DESCRIPTION OF THE TASK — From the listing below, pick out each line that contains the string "lines" and copy it in full. Matching is case-sensitive.

AVAILABLE RECORDS —
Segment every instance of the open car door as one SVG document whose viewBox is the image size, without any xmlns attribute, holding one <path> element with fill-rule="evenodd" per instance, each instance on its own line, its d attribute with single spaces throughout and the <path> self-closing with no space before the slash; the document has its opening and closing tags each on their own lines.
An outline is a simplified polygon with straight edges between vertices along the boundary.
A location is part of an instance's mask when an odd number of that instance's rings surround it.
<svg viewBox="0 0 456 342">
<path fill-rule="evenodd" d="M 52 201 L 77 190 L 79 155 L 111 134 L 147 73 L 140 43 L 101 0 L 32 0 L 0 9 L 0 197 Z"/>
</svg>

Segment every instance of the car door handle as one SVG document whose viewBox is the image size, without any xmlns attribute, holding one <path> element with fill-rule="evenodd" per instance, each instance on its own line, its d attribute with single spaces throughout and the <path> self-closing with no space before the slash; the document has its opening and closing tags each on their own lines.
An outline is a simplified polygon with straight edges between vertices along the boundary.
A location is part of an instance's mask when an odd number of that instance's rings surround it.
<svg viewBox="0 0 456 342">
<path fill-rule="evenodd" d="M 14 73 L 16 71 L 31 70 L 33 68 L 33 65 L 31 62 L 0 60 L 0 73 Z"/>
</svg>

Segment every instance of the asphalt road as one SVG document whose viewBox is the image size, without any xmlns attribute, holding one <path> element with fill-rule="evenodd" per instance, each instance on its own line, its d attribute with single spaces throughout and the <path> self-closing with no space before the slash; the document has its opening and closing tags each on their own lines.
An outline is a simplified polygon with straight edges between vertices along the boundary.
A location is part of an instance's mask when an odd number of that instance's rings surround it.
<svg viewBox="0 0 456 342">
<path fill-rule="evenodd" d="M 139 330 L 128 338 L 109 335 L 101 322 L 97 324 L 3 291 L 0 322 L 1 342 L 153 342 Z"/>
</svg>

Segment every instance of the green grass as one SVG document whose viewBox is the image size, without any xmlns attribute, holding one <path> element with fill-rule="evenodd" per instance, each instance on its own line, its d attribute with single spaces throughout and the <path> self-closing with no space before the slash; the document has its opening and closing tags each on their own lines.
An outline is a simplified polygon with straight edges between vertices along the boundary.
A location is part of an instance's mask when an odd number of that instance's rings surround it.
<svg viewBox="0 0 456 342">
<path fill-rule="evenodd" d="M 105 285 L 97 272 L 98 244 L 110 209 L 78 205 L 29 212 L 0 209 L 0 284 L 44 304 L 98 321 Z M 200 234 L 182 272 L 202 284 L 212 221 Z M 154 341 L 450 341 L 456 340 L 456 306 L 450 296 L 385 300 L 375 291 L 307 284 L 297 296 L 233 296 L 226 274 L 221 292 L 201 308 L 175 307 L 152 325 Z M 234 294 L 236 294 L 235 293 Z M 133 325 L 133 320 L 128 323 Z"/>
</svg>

EXERCISE RESULT —
Segment every instance of the open car door as one SVG document whose viewBox is the image size, without any xmlns attribute, holding one <path> element with fill-rule="evenodd" per instance, each instance on its own line, its d attribute with single spaces throughout and the <path> self-closing with no space before the slash; the document has its opening and closing tags each on their own lines.
Segment every instance of the car door handle as one SVG document whose viewBox is the image size, without any xmlns attribute, holding one <path> element with fill-rule="evenodd" per instance, each instance on its own line, its d attribute with single spaces throughout and the <path> self-closing with no space before the slash; the document has its opening and closing tags each on their own lines.
Segment every instance of the asphalt road as one SVG document whose viewBox is the image size, without any xmlns attribute, holding one <path> element with fill-rule="evenodd" per instance, each instance on its own line, its d attribute with single spaces throughout and the <path> self-closing with no space before the slash; the document has its opening and closing tags each on their own lines.
Segment every instance of the green grass as one SVG document whose viewBox is the image size, without any xmlns attribute, holding one <path> element with fill-rule="evenodd" per instance, each instance on its own line, its d attribute with single spaces throughout and the <path> self-closing with no space before the slash; the document has its opening and closing tags each on their own lines.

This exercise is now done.